* _What you need to do_
A: In the WeWork bankruptcy article, under which chapter did the company file for protection?
B: Write the next few sentences of the WeWork bankruptcy article, picking up after its final quotation.

WeWork has filed for bankruptcy. The move comes as the company is squeezed by mounting debts, high interest rates, and an increasing number of people working from home.
WeWork filed for Chapter 11 protections, the company announced Monday night. The process allows a company to continue operating as it reorganizes. WeWork locations overall will remain open, the company says, and the process affects only locations in the US and Canada, as it also plans to file for similar protections there.
But as a part of its filing, WeWork is requesting to leave leases in some locations it says are “largely non-operational.”
“Now is the time for us to pull the future forward by aggressively addressing our legacy leases and dramatically improving our balance sheet,” WeWork CEO David Tolley said as he announced the bankruptcy filing.

* _Entries shown_

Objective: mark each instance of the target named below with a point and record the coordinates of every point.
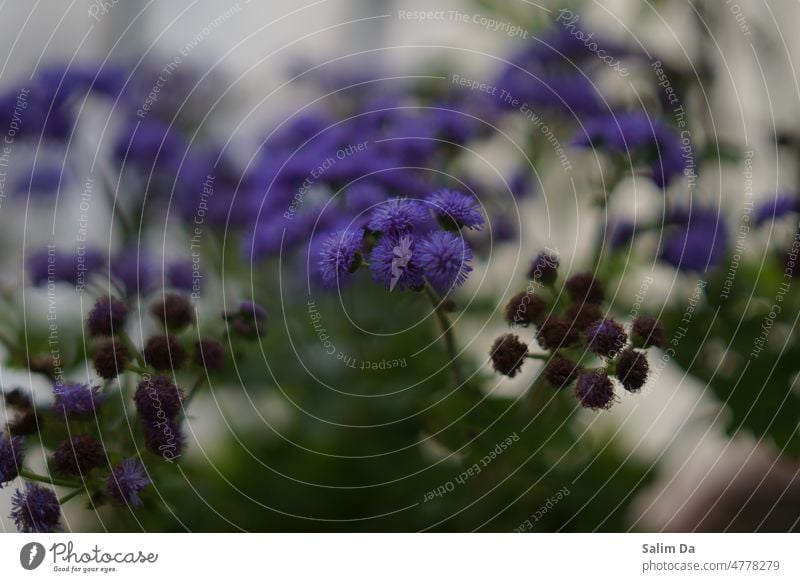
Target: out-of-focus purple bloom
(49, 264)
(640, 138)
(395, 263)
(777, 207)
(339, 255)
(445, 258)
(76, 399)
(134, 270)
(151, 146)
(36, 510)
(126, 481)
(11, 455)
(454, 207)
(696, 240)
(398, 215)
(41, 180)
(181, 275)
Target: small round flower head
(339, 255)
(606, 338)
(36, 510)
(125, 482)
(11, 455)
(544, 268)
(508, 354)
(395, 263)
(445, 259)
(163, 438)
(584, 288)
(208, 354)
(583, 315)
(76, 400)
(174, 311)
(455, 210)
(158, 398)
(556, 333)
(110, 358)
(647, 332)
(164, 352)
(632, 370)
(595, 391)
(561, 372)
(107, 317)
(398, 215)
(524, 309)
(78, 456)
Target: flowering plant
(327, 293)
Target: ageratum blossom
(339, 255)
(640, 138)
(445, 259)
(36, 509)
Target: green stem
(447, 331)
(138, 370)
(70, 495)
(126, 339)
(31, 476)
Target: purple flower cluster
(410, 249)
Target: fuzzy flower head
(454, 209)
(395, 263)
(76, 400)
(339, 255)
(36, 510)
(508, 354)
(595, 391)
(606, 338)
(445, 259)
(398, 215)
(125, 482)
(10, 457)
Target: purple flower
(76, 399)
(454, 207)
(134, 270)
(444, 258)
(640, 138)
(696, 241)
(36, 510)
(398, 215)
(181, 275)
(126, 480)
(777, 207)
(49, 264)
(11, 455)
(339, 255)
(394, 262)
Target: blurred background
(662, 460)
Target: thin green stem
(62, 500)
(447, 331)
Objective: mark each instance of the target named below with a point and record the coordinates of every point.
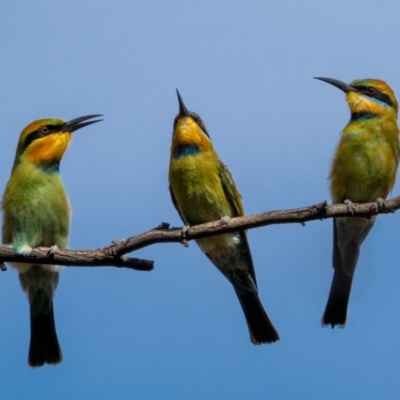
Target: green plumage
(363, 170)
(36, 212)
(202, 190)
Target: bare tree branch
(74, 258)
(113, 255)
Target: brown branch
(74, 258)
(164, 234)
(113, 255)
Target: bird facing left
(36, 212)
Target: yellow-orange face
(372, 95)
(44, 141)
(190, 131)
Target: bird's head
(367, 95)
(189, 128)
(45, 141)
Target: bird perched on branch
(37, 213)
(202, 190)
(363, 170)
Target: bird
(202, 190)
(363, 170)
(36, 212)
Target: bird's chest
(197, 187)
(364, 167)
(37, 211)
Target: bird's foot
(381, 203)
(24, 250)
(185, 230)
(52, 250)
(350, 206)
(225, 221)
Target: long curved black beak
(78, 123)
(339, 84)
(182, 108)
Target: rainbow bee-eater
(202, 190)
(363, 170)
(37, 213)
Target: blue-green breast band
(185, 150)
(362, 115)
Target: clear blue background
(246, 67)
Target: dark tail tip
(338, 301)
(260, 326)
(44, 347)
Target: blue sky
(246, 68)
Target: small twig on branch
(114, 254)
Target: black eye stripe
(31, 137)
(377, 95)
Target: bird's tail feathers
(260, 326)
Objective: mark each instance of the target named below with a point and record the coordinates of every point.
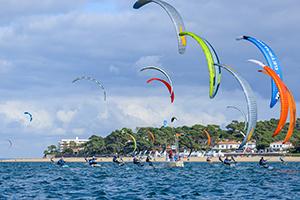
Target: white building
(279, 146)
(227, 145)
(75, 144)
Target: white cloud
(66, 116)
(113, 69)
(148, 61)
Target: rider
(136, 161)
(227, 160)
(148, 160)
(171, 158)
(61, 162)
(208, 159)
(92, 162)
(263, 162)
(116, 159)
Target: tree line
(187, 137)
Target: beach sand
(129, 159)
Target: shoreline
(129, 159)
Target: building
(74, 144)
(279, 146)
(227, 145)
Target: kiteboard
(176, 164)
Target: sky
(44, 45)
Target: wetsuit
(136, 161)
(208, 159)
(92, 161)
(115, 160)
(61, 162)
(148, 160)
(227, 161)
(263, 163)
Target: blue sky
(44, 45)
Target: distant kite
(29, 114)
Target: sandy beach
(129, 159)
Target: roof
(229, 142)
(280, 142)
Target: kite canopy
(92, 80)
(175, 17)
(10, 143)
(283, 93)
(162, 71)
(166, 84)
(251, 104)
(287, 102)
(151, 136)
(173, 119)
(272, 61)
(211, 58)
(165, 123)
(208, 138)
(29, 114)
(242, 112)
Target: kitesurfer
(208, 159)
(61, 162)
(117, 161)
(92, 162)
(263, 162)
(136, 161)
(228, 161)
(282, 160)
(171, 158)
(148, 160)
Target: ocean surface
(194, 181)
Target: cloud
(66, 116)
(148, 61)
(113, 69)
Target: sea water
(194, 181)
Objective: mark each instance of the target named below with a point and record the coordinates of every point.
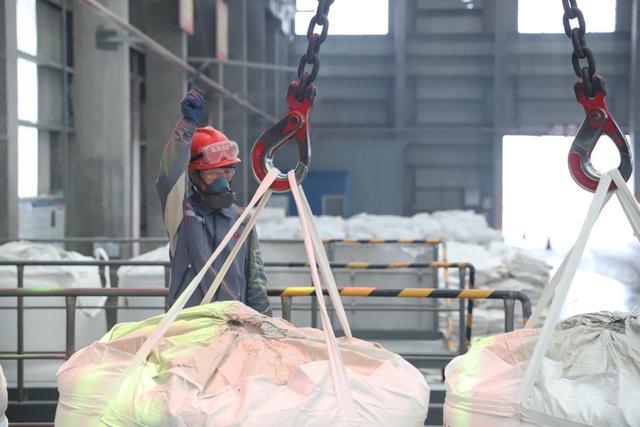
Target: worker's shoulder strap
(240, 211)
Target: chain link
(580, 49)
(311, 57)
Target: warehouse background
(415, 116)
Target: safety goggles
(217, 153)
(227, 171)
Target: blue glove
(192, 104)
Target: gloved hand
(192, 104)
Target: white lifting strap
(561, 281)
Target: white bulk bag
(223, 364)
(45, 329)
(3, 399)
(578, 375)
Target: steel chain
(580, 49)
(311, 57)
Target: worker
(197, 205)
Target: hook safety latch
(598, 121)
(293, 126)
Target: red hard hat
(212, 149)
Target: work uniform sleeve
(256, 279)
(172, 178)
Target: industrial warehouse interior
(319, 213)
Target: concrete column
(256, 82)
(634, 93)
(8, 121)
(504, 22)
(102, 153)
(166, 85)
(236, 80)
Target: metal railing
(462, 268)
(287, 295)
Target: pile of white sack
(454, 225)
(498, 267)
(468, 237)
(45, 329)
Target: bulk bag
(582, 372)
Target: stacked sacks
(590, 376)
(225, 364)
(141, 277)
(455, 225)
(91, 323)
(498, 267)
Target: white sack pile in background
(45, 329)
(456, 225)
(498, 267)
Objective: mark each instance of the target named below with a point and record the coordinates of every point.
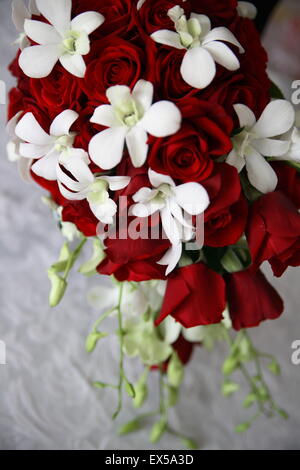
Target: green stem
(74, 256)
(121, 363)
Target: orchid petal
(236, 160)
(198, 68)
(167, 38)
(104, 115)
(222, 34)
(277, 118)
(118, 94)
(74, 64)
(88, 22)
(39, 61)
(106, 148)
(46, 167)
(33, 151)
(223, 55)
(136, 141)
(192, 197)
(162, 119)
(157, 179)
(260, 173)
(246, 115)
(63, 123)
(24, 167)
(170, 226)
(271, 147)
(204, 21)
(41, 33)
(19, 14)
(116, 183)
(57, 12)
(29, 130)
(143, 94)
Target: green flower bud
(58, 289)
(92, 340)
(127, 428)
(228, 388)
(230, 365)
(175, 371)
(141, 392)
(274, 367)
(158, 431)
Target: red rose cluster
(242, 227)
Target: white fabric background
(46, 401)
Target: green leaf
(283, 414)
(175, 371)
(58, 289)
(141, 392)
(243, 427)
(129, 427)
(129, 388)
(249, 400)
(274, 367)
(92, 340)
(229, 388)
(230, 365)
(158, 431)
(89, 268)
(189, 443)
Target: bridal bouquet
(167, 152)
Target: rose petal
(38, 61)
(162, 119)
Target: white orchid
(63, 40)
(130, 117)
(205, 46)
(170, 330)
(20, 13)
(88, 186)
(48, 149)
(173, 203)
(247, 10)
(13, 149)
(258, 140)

--

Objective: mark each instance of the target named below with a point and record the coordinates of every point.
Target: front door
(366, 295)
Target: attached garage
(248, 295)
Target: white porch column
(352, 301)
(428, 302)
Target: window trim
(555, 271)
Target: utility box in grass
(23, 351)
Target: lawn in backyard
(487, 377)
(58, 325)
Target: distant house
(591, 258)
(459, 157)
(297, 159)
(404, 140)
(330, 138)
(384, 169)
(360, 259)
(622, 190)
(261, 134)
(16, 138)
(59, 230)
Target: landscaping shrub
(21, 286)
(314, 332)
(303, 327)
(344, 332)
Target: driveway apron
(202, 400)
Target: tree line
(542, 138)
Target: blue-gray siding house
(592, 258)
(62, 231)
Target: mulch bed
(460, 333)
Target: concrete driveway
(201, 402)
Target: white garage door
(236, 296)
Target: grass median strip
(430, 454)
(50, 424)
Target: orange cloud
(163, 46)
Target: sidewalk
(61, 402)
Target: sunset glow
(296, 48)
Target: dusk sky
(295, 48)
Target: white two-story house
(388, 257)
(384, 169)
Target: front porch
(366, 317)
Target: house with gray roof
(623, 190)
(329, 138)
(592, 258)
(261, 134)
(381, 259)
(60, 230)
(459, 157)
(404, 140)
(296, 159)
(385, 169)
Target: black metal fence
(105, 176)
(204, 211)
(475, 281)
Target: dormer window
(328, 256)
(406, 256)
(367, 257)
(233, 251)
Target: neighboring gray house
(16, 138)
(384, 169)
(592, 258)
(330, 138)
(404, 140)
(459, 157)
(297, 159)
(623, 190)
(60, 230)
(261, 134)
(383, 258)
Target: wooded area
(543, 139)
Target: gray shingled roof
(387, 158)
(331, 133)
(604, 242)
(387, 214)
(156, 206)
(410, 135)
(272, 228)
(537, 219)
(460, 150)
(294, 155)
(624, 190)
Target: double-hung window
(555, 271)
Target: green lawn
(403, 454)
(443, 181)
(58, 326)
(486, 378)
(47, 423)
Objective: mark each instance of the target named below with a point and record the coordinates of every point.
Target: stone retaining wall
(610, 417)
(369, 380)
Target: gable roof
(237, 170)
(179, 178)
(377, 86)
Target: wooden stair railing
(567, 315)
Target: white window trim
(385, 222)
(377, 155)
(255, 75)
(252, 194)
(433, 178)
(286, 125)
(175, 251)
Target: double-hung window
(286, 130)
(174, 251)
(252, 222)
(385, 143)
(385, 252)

==

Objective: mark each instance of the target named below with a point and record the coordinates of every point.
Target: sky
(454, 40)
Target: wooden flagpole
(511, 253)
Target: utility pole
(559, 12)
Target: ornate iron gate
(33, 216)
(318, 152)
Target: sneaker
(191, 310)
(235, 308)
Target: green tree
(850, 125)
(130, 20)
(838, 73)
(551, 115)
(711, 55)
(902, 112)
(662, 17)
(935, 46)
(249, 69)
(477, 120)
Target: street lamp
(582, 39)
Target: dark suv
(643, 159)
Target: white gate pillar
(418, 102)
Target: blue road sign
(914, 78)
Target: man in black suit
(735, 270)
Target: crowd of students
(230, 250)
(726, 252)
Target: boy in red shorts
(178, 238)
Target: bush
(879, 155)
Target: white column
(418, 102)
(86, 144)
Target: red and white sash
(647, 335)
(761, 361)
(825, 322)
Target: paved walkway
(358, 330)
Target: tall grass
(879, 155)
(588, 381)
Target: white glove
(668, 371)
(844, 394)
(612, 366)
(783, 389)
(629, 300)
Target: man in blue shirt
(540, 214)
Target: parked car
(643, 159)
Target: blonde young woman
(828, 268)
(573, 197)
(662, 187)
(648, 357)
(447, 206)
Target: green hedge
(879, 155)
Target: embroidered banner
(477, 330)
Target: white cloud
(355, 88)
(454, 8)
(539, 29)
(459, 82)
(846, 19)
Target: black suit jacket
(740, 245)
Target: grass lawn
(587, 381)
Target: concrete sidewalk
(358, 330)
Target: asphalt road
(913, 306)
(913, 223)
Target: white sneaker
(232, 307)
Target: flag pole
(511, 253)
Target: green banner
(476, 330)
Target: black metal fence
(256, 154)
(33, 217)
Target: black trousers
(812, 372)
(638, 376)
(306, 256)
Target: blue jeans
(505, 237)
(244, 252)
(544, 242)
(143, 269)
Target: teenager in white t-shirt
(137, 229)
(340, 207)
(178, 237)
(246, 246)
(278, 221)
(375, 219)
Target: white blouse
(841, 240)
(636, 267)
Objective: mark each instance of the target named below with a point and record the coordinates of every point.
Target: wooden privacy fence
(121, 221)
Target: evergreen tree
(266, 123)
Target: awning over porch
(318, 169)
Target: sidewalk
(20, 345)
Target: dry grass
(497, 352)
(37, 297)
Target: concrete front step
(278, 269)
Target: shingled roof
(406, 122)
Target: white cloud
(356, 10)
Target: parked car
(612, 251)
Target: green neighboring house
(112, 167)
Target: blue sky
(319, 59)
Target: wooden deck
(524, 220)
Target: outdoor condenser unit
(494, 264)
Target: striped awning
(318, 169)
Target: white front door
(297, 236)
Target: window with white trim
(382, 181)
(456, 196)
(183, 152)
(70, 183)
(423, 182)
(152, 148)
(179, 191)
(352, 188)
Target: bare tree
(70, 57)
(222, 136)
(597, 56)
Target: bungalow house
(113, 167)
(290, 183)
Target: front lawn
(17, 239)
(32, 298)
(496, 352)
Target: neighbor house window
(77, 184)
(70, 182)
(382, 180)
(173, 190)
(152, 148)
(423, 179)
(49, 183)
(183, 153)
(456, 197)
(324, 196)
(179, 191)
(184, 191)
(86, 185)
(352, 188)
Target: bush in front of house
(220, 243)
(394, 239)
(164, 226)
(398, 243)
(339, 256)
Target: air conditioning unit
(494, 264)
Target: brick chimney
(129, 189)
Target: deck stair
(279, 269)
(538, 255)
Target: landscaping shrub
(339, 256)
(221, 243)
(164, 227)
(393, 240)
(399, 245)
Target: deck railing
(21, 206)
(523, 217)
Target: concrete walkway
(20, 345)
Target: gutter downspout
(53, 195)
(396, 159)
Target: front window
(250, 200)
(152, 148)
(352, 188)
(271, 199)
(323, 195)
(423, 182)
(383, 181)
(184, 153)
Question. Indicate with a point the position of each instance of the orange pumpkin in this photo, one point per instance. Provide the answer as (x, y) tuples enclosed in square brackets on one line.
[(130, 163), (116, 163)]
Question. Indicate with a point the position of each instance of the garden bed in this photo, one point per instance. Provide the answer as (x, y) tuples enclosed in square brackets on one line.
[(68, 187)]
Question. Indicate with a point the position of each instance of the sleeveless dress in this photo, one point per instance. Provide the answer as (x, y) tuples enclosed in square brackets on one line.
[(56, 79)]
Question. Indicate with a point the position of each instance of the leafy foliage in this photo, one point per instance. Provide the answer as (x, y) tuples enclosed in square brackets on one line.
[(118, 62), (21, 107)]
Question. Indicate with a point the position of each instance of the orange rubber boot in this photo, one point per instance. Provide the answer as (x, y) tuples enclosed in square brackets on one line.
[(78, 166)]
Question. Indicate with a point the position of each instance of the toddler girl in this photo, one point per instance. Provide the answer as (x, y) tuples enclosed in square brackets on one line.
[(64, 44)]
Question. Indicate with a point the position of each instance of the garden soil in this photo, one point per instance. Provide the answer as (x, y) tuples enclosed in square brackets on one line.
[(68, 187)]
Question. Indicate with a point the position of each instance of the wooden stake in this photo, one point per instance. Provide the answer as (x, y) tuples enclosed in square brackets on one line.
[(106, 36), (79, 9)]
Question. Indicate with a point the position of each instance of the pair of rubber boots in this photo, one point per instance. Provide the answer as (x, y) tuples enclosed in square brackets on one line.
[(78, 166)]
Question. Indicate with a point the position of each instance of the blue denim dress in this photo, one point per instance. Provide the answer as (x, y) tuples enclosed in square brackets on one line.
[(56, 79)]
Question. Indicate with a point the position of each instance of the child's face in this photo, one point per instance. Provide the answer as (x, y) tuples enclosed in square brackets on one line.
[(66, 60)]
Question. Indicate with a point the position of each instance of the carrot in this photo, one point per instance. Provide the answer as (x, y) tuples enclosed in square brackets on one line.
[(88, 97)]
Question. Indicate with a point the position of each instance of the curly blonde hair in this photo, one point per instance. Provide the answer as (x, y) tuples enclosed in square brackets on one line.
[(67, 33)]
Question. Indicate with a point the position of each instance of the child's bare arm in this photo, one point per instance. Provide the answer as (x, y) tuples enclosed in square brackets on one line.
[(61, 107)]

* _Results of the exercise_
A: Chapter 11.

B:
It’s the continuation of an epic fall for the once-hyped coworking company. In 2019, with a lofty valuation of $47 billion, the company attempted to go public but failed before ousting its eccentric founder and CEO Adam Neumann. In 2021, following a restructure, WeWork went public. Now, WeWork has a market cap of around $45 million.
Even as WeWork straightened up and put in place more experienced leaders, it faced huge shifts in the real estate market. The Covid-19 pandemic emptied offices worldwide, and demand for working from home has risen since. Now, expensive offices in once bustling downtowns sit empty. Dylan Burzinski, an analyst at real estate advisory firm Green Street and head of office sector research, says such rapid changes hit WeWork hard. The company is struggling to compete with cheap office spaces, all while interest rates rise, posing further risk.
And 2023 has proved another tumultuous year for WeWork. CEO Sandeep Mathrani left the company in May, having joined in 2020. It issued a going concern warning in August, a move that raised doubts about its future survival. WeWork then failed to make required interest payments in early October.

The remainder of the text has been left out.